TASK DETAILS => Find the line that contains "Find every instance of the red sand dune"; then retype it and each line after it, exactly, through the final line of the data below.
◇ ◇ ◇ ◇
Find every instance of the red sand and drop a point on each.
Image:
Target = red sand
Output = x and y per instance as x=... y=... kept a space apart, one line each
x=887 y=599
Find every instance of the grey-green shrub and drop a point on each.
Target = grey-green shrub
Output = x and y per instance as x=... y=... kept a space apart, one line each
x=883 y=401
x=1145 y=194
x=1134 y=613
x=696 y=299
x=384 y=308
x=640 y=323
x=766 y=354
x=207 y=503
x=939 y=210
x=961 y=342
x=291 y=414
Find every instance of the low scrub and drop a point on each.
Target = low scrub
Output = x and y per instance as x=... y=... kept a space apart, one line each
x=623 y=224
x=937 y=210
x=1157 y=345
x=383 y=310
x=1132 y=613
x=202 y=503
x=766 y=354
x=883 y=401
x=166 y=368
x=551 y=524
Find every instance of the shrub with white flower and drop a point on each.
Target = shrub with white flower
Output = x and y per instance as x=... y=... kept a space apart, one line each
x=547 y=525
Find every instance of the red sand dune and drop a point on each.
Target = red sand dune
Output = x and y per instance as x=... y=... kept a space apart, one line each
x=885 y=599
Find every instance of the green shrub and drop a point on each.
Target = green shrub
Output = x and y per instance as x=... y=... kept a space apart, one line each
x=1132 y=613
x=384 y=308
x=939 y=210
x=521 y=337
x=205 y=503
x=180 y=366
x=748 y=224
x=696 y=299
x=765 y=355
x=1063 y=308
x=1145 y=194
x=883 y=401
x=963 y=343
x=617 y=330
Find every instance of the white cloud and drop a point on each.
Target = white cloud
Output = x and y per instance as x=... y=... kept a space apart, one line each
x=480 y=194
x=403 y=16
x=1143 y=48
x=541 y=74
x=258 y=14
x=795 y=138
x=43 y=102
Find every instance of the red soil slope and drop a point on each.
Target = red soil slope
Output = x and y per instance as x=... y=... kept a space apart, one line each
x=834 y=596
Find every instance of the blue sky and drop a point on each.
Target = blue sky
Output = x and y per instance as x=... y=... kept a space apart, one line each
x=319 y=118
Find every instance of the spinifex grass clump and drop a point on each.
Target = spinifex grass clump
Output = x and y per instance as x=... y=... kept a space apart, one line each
◇ ◇ ◇ ◇
TASK RESULT =>
Find every instance of the red sand dune and drop a point on each.
Target = red sand dune
Output = x and y per instance as x=... y=... kept a space apart, one line each
x=885 y=599
Find every instance of the green shrub and drop a point on each.
Target = green shrub
Output = x and y per instance as x=... y=... kept a space apart, one line each
x=1132 y=613
x=384 y=308
x=939 y=210
x=521 y=337
x=205 y=503
x=180 y=366
x=748 y=224
x=696 y=299
x=765 y=355
x=1063 y=308
x=1145 y=194
x=883 y=401
x=963 y=343
x=617 y=330
Find every instance of the white cloud and drop a point on each.
Target = white cloud
Output = x and y per instance as x=... y=... kept a space apart, one line each
x=480 y=194
x=403 y=16
x=1143 y=48
x=541 y=74
x=258 y=14
x=795 y=138
x=43 y=102
Find every instance of the red soil slope and drop a point on each.
Target = red soil slope
Output = x and y per instance as x=... y=... kept a space apart, one line each
x=834 y=596
Find every instance of the blue sky and drop a point on each.
Target = blue sky
Output = x and y per instance as x=... y=... kept a space apart, one line each
x=319 y=118
Find every instance of the spinifex grass clump and drop a point on each.
Target = spinifex grass clump
Output = x and y per instance as x=... y=... kept a space apart, one line each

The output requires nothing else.